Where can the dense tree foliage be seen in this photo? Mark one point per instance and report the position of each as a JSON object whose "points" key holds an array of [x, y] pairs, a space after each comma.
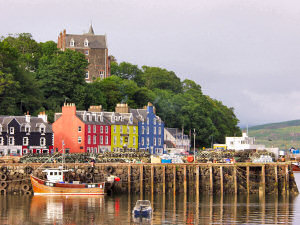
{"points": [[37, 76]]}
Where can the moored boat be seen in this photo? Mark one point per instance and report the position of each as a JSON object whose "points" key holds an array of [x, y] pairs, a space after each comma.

::::

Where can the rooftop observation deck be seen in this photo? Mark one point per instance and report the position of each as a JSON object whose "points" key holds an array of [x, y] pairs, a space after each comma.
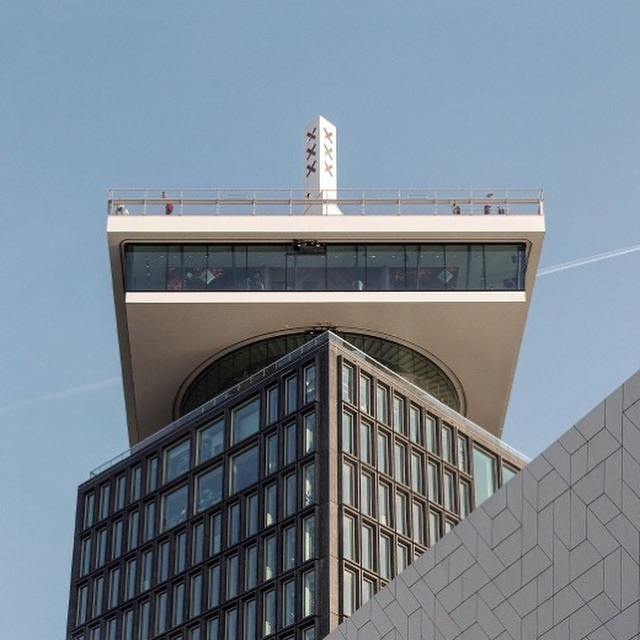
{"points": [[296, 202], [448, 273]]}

::::

## Requirement:
Looking at the listing above, which lines run from the one containing "Where can the dense" through the one containing "Where can the moored"? Print exactly those, ends included, pictures excluded.

## Task solution:
Where can the dense tree foliage be seen in this photo? Mark one point per instance and report the position of each as a JSON object whose "points" key holds an array of [x, y] pairs, a space after each comma.
{"points": [[37, 76]]}
Where can the moored boat be seen in this photo? Mark one point per instance and report the position of each as a JSON object whose "points" key holds an array of [x, y] pairs, a space after each comma.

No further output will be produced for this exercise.